▸ **GOAL**:
Copy out the listing below verbatim, from the line with "the baby's bare" to the line with "point(841, 258)", both of those lines included.

━━ INFORMATION GIVEN ━━

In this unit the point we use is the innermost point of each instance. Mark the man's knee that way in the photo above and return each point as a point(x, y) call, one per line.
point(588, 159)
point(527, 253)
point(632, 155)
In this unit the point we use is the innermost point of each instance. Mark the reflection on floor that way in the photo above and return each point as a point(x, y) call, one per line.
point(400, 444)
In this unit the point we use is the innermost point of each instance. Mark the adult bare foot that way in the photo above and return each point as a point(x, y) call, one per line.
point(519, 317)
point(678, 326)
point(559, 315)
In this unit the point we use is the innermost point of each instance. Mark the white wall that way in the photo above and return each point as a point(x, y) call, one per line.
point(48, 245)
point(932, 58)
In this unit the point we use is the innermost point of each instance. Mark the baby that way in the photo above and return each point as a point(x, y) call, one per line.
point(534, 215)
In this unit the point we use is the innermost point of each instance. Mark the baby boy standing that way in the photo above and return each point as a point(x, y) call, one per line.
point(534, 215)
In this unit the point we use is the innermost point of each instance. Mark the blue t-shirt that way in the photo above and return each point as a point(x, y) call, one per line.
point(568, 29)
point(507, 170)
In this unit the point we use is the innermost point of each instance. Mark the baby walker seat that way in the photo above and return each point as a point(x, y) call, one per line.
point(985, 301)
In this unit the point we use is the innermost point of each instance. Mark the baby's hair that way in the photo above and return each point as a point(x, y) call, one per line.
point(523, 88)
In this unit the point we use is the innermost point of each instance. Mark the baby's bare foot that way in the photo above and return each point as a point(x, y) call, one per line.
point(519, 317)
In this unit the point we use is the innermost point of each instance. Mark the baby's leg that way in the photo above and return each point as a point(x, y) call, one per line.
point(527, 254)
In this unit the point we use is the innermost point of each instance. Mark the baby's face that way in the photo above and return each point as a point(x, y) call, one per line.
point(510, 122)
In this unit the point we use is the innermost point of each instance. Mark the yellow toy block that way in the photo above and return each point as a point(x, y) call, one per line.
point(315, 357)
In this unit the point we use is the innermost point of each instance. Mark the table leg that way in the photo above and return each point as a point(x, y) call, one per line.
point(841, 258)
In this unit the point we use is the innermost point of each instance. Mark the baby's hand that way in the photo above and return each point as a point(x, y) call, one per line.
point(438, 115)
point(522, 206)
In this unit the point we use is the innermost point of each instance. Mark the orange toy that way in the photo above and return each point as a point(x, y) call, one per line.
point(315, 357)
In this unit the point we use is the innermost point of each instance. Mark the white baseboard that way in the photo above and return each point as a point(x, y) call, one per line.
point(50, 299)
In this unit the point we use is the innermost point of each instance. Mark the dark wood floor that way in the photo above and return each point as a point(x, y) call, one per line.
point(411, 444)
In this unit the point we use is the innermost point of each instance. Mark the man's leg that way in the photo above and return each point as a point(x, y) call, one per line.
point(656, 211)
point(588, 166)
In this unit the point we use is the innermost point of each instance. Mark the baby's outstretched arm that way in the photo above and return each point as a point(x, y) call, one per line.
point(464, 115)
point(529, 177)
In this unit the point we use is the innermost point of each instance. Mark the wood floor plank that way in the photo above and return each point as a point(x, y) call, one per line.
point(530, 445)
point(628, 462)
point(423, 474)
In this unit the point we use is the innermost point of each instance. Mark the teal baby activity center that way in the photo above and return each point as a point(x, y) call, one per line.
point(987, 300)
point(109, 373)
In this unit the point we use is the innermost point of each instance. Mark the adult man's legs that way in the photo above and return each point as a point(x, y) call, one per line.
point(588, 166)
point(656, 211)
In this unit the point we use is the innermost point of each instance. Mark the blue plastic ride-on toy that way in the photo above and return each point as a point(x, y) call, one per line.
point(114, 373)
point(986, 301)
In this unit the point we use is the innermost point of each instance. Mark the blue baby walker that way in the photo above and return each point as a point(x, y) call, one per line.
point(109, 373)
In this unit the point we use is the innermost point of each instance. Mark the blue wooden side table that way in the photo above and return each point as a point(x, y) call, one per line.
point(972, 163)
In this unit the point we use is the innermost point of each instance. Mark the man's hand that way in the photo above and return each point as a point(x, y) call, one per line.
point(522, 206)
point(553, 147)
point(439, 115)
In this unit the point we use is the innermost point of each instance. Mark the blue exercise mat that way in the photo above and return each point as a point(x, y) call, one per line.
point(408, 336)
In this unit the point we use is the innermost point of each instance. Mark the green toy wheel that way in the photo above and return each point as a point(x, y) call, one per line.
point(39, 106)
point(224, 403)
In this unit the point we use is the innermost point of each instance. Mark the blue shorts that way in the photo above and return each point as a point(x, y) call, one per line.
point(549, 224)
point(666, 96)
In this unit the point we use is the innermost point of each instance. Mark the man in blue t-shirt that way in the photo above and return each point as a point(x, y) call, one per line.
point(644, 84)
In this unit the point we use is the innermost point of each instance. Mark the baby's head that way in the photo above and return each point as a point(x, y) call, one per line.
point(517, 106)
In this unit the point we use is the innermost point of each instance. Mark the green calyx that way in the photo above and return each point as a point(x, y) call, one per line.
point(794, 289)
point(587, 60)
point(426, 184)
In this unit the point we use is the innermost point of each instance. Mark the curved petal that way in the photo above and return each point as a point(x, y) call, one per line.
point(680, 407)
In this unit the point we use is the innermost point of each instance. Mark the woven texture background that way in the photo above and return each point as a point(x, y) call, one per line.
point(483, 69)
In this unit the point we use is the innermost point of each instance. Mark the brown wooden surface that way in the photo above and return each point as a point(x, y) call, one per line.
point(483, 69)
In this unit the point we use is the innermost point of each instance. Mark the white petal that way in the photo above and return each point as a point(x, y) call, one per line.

━━━

▸ **THE OUTPUT**:
In this unit the point we use is the innermost point of each instance. Mark the baby's bare foot that way in the photo above and return each point as a point(x, y) call, one per line.
point(519, 317)
In this unit the point we use is the innermost point of each instance. Mark the baby's leg that way in the photo above and return each point as a point(x, y) call, one per line.
point(527, 254)
In this unit the point we use is the innermost point of each instance. Mark the baby's face that way in the photo above and return each point as a point(x, y) call, one per line.
point(510, 122)
In this unit the point we use is the innermost point of each instance. Mark the yellow toy block that way in the photo above and return each point as a point(x, y) call, one per line.
point(315, 357)
In this unit the point we use is the innermost point of each instance. Mark the table leg that way in the photo above and return each point as a point(x, y) call, one per line.
point(841, 258)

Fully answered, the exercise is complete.